Make an exact copy of the records, with the pictures left out.

· · · ·

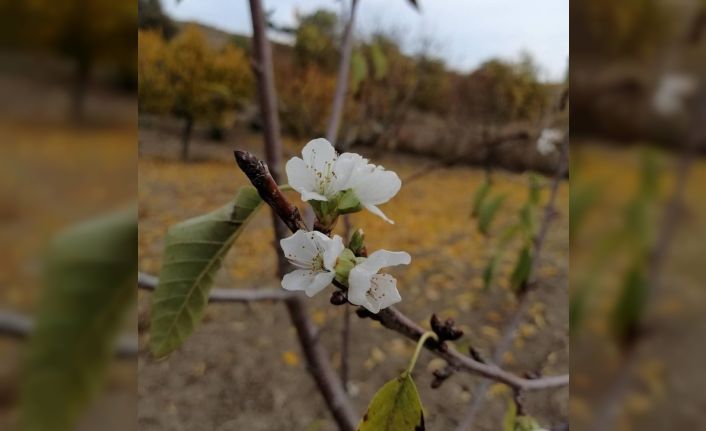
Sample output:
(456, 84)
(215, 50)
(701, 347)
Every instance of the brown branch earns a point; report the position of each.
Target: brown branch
(266, 183)
(391, 318)
(510, 330)
(149, 283)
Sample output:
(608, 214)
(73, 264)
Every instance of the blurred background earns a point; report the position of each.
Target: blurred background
(68, 127)
(449, 96)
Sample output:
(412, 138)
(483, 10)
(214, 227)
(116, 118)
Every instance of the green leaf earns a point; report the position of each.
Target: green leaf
(193, 253)
(379, 61)
(490, 270)
(348, 202)
(479, 197)
(522, 268)
(359, 70)
(395, 407)
(89, 285)
(526, 423)
(534, 190)
(630, 307)
(510, 417)
(487, 213)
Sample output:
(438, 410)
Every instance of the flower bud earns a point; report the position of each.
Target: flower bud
(348, 202)
(346, 262)
(357, 242)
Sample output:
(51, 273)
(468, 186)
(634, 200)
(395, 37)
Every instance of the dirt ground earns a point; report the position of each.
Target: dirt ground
(243, 370)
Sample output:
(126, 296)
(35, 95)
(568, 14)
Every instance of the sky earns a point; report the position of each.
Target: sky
(464, 33)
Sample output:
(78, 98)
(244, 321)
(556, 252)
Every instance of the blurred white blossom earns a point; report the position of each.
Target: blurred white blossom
(315, 256)
(322, 175)
(672, 92)
(376, 291)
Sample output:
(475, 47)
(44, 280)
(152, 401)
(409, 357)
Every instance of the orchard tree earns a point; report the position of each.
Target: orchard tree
(153, 81)
(87, 33)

· · · ·

- Problem solution:
Sample output:
(456, 84)
(215, 50)
(701, 347)
Every instance of the brown branch earns a point; report the position of each.
Target: brown branch
(266, 183)
(391, 318)
(510, 330)
(149, 283)
Sample output:
(608, 214)
(73, 264)
Every instance of the blurred background earns a point; report the position of each.
Target: blurred background
(68, 127)
(449, 96)
Sample output:
(412, 138)
(483, 10)
(214, 227)
(116, 118)
Every instance of the green leaf earns a point; report the position of each.
Target: green leaf
(193, 253)
(379, 61)
(490, 270)
(348, 202)
(479, 197)
(522, 268)
(359, 70)
(395, 407)
(89, 285)
(526, 423)
(534, 190)
(630, 307)
(510, 417)
(487, 213)
Sample output:
(438, 410)
Every instance of the flower bud earns a point; report the position of each.
Target: flower bud
(348, 202)
(346, 262)
(357, 242)
Sample output:
(51, 273)
(468, 186)
(634, 200)
(395, 37)
Every instance of the dirt ground earns a point; report the position of each.
Target: dirt ground
(243, 370)
Sample output:
(126, 296)
(35, 95)
(568, 14)
Every instance of the sky earns a point; report the position of each.
Target: sky
(464, 33)
Sample output:
(78, 98)
(244, 321)
(556, 252)
Every instance of the blurred white blossom earns a point; report the position of each.
Target: blurred white blossom
(315, 256)
(322, 175)
(672, 92)
(376, 291)
Sample output:
(475, 47)
(44, 280)
(152, 401)
(409, 357)
Every instance of the orchard tree earns a point; report the position of each.
Target: orchard tree
(153, 81)
(87, 33)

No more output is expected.